# Task requirements
a – For the summary of Copyright Office guidance on AI-generated material, state whether each statement agrees with it, answering yes or no and quoting the deciding words: (i) The Office will register a work whose traditional elements of authorship were produced by a machine. (ii) Applicants must disclose AI-generated content in a work submitted for registration. (iii) Under the policy, technological tools cannot be part of the creative process.
b – Pick up the summary of Copyright Office guidance on AI-generated material from its last sentence and keep writing.

# Text block
○ ○ ○
The U.S. Copyright Office (“Office”) has published guidance on its policy and practices for examining and registering works that contain material generated by the use of artificial intelligence technology. Some of the key points include the following:

  • Copyright can protect only material that is the product of human creativity – the term “author,” which is used in both the Constitution and the Copyright Act, excludes non-humans

  • In the case of works containing AI-generated material, the Office will consider whether the AI contributions are the result of “mechanical reproduction” or instead of an author’s “own original mental conception, to which [the author] gave visible form.” The answer will depend on the circumstances, particularly how the AI tool operates and how it was used to create the final work

    • If a work’s traditional elements of authorship were produced by a machine, the work lacks human authorship and the Office will not register it (e.g., when AI technology receives solely a prompt from a human and produces complex written, visual, or musical works in response)

    • In cases where a work containing AI-generated material also contains sufficient human authorship to support a copyright claim, copyright will only protect the human-authored aspects of the work, which are “independent of” and do not affect the copyright status of the AI-generated material itself (e.g., a human may select or arrange AI-generated material in a sufficiently creative way that the resulting work as a whole constitutes an original work of authorship or an artist may modify material originally generated by AI technology to such a degree that the modifications meet the standard for copyright protection.)

  • This policy does not mean that technological tools cannot be part of the creative process – what matters is the extent to which the human had creative control over the work’s expression and “actually formed” the traditional elements of authorship

  • Applicants have a duty to disclose the inclusion of AI-generated content in a work submitted for registration and to provide a brief explanation of the human author’s contributions to the work

  • Individuals who use AI technology in creating a work may claim copyright protection for their own contributions to that work and describe the authorship that was contributed by a human.
○ ○ ○
# Material
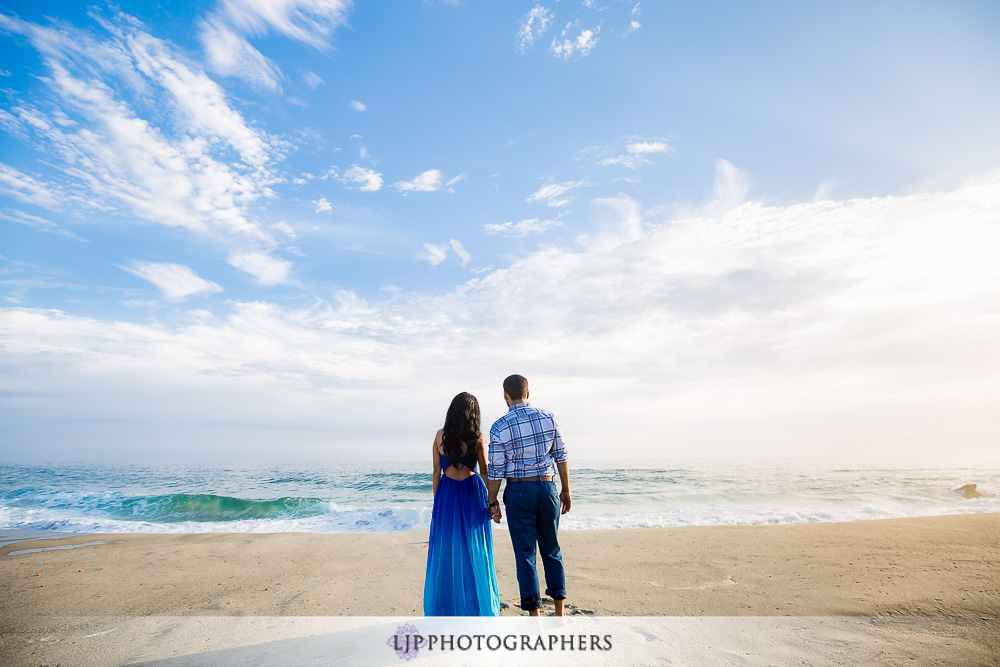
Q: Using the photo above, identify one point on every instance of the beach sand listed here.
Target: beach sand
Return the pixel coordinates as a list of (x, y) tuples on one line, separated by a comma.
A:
○ ○ ○
# Answers provided
a –
(i) No: "If a work’s traditional elements of authorship were produced by a machine, the work lacks human authorship and the Office will not register it"
(ii) Yes: "Applicants have a duty to disclose the inclusion of AI-generated content in a work submitted for registration"
(iii) No: "This policy does not mean that technological tools cannot be part of the creative process"

b –
  • Applicants should not list an AI technology or the company that provided it as an author or co-author simply because they used it when creating their work.

  • AI-generated content that is more than de minimis should be explicitly excluded from the application.

  • Applicants who have already submitted applications for works containing AI- generated material should check that the information provided to the Office adequately disclosed that material. If not, they should take steps to correct their information so that the registration remains effective. For applications that have already been processed and resulted in a registration, the applicant should correct the public record by submitting a supplementary registration.

  • Applicants who fail to update the public record after obtaining a registration for material generated by AI risk losing the benefits of the registration. If the Office becomes aware that information essential to its evaluation of registrability “has been omitted entirely from the application or is questionable,” it may take steps to cancel the registration.

  • The Office recognizes that AI-generated works implicate other copyright issues not addressed in this statement. It has launched an agency-wide initiative to delve into a wide range of these issues. Among other things, the Office intends to publish a notice of inquiry later this year seeking public input on additional legal and policy topics, including how the law should apply to the use of copyrighted works in AI training and the resulting treatment of outputs.